**Do this**
Count how many lines of the material below contain the string "framework", and reply with that number alone.
== Available records
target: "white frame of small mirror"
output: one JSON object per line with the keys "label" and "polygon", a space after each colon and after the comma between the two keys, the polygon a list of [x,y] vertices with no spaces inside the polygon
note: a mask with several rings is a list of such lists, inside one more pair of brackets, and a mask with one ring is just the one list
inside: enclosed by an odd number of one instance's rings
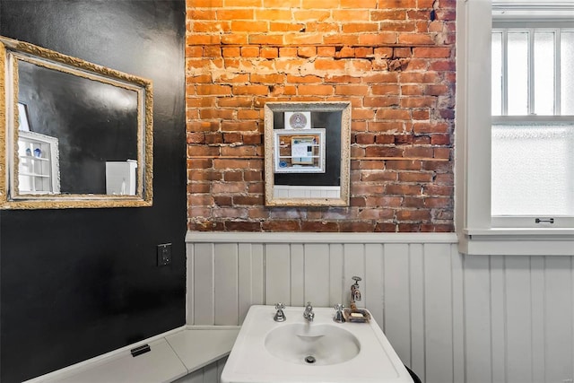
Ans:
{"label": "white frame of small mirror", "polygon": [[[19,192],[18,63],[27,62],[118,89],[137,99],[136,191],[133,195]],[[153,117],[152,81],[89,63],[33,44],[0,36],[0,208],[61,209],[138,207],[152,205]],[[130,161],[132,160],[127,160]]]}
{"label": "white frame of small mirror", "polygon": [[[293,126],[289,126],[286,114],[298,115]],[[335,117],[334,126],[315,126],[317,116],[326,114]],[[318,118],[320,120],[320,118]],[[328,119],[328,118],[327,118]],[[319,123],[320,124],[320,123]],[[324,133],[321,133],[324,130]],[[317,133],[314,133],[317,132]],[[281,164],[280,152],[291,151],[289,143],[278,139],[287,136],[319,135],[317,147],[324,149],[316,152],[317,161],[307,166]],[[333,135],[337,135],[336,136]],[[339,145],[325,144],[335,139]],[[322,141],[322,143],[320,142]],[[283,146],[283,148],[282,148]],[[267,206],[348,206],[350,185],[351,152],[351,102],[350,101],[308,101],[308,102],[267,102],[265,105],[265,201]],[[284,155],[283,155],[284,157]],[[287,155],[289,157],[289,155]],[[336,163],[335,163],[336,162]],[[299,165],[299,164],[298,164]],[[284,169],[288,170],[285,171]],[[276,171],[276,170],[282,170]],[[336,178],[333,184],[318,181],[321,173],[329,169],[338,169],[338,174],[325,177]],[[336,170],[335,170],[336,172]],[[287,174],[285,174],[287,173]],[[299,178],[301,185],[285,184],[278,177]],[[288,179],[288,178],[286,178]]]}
====
== Available records
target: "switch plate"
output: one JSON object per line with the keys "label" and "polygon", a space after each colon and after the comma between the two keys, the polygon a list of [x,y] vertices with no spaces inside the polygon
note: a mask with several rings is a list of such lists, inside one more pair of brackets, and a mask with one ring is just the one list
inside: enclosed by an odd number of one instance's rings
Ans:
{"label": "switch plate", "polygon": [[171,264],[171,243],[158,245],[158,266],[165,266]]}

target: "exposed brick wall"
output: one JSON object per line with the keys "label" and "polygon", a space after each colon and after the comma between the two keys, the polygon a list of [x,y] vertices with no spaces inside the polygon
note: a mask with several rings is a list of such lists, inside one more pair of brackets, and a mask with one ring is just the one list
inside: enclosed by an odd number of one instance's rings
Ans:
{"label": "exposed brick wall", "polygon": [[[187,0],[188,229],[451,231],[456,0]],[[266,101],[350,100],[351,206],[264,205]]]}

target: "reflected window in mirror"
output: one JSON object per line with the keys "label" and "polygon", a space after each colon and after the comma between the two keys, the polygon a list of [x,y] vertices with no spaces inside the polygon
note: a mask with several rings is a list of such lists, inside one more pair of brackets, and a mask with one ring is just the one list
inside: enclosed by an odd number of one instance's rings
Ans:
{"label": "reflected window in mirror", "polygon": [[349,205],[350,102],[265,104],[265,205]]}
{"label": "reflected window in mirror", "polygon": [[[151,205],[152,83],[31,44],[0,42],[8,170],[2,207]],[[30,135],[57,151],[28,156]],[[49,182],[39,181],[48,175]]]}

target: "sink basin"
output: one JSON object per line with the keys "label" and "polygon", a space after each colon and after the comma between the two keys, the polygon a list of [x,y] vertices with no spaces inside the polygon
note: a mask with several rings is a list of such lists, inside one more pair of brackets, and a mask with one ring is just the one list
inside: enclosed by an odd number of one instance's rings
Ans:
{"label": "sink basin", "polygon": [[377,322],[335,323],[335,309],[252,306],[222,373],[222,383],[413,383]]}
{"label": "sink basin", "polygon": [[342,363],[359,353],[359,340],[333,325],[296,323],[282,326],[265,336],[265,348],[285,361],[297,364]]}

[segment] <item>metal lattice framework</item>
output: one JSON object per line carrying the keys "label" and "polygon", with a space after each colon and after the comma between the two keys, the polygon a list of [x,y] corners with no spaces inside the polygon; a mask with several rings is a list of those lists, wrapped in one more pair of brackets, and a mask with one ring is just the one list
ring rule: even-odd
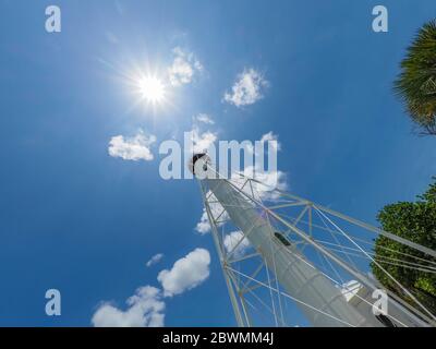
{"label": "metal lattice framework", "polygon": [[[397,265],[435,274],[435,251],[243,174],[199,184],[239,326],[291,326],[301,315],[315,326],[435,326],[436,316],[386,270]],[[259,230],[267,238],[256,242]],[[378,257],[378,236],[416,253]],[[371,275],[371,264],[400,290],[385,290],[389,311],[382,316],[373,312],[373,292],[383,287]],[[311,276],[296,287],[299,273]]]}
====
== Available records
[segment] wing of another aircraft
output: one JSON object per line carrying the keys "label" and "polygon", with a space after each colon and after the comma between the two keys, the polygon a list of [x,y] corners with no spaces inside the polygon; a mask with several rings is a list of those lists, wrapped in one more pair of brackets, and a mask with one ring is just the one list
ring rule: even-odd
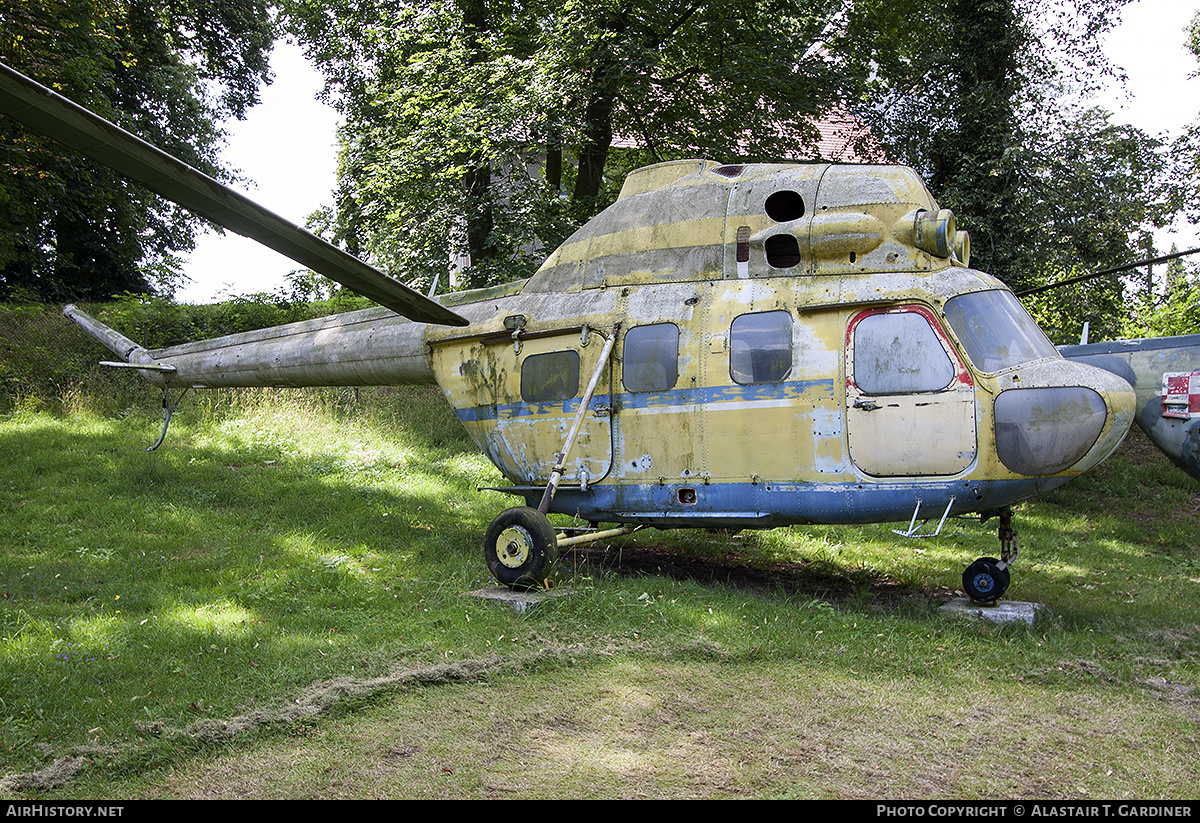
====
**Response to this task**
2